> **SELECTION**
Metacognitive Awareness of Reading Strategies: Constructs and Measures
Research on IAR often measures how readers perceive their strategy use through validated instruments. The
Metacognitive Awareness of Reading Strategies Inventory (MARSI) (Mokhtari & Reichard, 2002) and the
Survey of Reading Strategies (SORS) (Sheorey & Mokhtari, 2001) identify three key factors: Global, Problem-
Solving, and Support strategies. Later versions such as MARSI-R confirmed the instrument’s reliability and
structure (Mokhtari, Dimitrov, & Reichard, 2018). Recent large-scale studies continue to show positive links
between MARSI dimensions and English reading comprehension outcomes.
Simon’s bounded rationality and decisions in academic reading
Herbert Simon’s notion of bounded rationality reframes decision-making as adaptive rather than optimizing;
people satisfice - selecting an option that is good enough” in given limits of information, time, and cognitive
resourcesrather than compute an unreachable optimum (Simon, 1955). In his foundational articles, real
decision makers rely on aspiration levels and heuristics to terminate search once acceptable criteria are met
(Simon, 1956). This lens is especially apt for independent academic reading in a second language (ESL),
where learners frequently decide what to read, how deeply to process, and when to stop searching or rereading
under severe constraints of time, linguistic proficiency, topic knowledge, and task demands.

> **PROMPT 1**
Repeat the passage on reading strategies, starting with "Metacognitive Awareness of Reading Strategies: Constructs" and going on through "reading comprehension outcomes.".

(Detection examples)
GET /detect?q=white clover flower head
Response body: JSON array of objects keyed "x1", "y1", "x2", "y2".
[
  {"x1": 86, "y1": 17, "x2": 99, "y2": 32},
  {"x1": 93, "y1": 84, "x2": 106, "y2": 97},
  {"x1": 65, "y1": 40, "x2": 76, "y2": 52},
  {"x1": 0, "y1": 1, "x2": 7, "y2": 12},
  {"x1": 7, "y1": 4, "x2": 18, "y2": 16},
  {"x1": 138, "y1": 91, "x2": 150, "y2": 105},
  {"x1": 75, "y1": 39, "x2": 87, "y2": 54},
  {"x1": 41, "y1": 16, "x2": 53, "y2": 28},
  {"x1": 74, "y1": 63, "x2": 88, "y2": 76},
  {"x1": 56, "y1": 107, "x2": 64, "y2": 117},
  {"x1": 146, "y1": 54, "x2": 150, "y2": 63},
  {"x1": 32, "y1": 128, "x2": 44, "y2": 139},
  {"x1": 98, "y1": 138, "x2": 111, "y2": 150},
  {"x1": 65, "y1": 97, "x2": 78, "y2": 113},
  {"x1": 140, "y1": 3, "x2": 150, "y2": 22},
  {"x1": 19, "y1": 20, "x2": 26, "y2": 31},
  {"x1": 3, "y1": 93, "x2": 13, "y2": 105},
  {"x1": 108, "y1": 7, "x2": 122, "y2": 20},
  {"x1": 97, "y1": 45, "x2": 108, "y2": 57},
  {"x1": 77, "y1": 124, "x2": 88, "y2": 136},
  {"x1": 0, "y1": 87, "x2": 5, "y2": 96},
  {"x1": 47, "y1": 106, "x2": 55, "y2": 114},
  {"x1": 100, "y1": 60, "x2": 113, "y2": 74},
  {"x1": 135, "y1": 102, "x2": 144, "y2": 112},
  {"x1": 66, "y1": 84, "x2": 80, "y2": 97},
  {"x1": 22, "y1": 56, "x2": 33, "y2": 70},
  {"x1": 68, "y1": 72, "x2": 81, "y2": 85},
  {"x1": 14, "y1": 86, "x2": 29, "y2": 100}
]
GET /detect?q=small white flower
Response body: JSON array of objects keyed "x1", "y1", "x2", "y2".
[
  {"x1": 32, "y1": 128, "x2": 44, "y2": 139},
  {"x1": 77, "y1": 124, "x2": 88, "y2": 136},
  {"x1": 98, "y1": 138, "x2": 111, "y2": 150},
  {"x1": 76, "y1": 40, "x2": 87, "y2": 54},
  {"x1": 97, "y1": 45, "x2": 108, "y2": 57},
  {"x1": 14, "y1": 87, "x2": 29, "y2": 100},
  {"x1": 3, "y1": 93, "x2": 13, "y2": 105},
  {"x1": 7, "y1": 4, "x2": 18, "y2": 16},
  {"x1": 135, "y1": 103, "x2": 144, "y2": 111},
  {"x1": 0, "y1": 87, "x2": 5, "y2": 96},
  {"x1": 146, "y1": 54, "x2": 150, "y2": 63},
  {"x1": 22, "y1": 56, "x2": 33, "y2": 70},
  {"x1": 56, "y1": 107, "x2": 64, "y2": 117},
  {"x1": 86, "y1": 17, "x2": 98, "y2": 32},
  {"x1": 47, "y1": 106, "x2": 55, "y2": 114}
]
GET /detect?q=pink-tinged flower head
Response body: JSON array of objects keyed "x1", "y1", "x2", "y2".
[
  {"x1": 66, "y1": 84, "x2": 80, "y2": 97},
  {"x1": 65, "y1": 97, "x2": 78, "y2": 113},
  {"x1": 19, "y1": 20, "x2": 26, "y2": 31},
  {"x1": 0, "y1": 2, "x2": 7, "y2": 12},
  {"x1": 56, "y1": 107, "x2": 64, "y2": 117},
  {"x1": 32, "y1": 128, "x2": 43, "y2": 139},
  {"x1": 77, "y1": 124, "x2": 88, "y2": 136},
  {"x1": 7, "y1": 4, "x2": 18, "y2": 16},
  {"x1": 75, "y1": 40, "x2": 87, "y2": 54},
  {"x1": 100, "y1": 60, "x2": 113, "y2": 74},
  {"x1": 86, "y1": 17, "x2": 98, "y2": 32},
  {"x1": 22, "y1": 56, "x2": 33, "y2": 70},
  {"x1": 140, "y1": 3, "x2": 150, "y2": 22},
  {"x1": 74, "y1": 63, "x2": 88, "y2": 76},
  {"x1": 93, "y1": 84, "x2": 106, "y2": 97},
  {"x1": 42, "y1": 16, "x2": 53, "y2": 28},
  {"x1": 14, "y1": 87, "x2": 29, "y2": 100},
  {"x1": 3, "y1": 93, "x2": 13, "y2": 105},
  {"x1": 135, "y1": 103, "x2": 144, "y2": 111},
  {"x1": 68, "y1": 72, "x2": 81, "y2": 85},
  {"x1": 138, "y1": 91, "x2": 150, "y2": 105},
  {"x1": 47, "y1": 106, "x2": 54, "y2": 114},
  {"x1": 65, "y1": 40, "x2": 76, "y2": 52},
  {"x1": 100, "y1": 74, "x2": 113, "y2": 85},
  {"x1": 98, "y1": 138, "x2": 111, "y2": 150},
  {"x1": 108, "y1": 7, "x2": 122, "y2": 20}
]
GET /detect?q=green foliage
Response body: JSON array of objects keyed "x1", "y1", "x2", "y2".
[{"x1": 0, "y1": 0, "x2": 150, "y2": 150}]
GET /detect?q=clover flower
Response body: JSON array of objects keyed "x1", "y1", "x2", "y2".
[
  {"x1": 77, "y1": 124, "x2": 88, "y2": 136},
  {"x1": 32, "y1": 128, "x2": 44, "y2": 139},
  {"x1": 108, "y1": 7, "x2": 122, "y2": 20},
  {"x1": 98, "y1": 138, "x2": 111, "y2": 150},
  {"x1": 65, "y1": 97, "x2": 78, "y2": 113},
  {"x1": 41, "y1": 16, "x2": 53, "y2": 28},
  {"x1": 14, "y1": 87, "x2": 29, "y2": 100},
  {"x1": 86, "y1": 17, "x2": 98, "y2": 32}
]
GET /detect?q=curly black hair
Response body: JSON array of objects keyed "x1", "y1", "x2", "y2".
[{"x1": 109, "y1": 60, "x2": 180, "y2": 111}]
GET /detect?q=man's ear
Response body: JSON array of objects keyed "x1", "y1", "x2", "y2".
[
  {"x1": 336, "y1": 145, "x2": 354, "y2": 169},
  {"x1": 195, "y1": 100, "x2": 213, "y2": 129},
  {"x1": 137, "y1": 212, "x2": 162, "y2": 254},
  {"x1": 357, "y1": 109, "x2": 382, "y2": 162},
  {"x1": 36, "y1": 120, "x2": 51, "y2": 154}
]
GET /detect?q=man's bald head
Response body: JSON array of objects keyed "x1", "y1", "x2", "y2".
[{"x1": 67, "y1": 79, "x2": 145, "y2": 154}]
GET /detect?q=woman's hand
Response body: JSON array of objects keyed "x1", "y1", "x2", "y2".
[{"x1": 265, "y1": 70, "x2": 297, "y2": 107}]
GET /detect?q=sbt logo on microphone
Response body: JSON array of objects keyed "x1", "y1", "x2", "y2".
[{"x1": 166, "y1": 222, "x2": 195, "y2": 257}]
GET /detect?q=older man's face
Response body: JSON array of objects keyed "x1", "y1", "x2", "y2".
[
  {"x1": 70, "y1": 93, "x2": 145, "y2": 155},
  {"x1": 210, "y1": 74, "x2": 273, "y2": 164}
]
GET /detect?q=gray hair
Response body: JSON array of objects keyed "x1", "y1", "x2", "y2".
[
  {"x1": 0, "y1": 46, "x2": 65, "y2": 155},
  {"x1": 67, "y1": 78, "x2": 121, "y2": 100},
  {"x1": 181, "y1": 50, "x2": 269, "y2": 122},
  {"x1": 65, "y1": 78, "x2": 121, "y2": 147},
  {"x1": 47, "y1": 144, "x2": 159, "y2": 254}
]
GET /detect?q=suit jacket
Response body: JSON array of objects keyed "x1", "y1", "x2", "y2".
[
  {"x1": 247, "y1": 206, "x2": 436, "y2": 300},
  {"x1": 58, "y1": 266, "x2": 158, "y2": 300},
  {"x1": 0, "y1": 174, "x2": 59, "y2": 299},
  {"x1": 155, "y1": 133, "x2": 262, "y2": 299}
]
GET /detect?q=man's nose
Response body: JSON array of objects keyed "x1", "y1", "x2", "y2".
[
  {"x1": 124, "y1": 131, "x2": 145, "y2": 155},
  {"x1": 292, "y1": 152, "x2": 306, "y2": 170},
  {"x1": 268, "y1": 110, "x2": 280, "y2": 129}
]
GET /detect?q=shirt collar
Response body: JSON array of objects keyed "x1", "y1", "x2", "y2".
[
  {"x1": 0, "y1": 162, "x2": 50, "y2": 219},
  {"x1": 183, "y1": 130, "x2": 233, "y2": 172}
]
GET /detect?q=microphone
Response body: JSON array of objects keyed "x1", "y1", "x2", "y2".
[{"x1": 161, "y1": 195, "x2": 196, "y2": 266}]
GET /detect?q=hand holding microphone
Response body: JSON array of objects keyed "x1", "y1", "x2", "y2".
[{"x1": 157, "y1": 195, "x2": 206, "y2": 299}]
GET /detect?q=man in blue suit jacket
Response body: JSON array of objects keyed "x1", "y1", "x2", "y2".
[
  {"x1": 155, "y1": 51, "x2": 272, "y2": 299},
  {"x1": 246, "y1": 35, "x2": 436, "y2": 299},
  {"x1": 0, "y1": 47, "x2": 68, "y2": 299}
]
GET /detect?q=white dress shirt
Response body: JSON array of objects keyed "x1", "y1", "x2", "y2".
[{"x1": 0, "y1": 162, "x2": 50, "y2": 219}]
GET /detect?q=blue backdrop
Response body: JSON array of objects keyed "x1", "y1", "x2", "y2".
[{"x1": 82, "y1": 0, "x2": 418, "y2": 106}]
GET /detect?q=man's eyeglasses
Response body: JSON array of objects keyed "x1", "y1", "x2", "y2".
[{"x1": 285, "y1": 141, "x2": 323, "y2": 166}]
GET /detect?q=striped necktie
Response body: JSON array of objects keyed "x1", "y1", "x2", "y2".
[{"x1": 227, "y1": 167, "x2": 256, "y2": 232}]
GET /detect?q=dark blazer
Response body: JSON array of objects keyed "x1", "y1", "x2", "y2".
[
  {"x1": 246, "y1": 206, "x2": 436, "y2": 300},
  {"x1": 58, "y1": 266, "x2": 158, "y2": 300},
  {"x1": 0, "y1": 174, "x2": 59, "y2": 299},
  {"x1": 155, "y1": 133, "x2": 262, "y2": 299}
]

> **PROMPT 2**
Reproduce the detection entries line for line, starting with the line with "GET /detect?q=striped necktie" and going on through the final line of the entries, both included.

> **EXERCISE RESPONSE 1**
Metacognitive Awareness of Reading Strategies: Constructs and Measures
Research on IAR often measures how readers perceive their strategy use through validated instruments. The
Metacognitive Awareness of Reading Strategies Inventory (MARSI) (Mokhtari & Reichard, 2002) and the
Survey of Reading Strategies (SORS) (Sheorey & Mokhtari, 2001) identify three key factors: Global, Problem-
Solving, and Support strategies. Later versions such as MARSI-R confirmed the instrument’s reliability and
structure (Mokhtari, Dimitrov, & Reichard, 2018). Recent large-scale studies continue to show positive links
between MARSI dimensions and English reading comprehension outcomes.

> **EXERCISE RESPONSE 2**
GET /detect?q=striped necktie
Response body: JSON array of objects keyed "x1", "y1", "x2", "y2".
[{"x1": 227, "y1": 167, "x2": 256, "y2": 232}]
GET /detect?q=dark blazer
Response body: JSON array of objects keyed "x1", "y1", "x2", "y2".
[
  {"x1": 246, "y1": 206, "x2": 436, "y2": 300},
  {"x1": 58, "y1": 266, "x2": 158, "y2": 300},
  {"x1": 0, "y1": 174, "x2": 59, "y2": 299},
  {"x1": 155, "y1": 133, "x2": 262, "y2": 299}
]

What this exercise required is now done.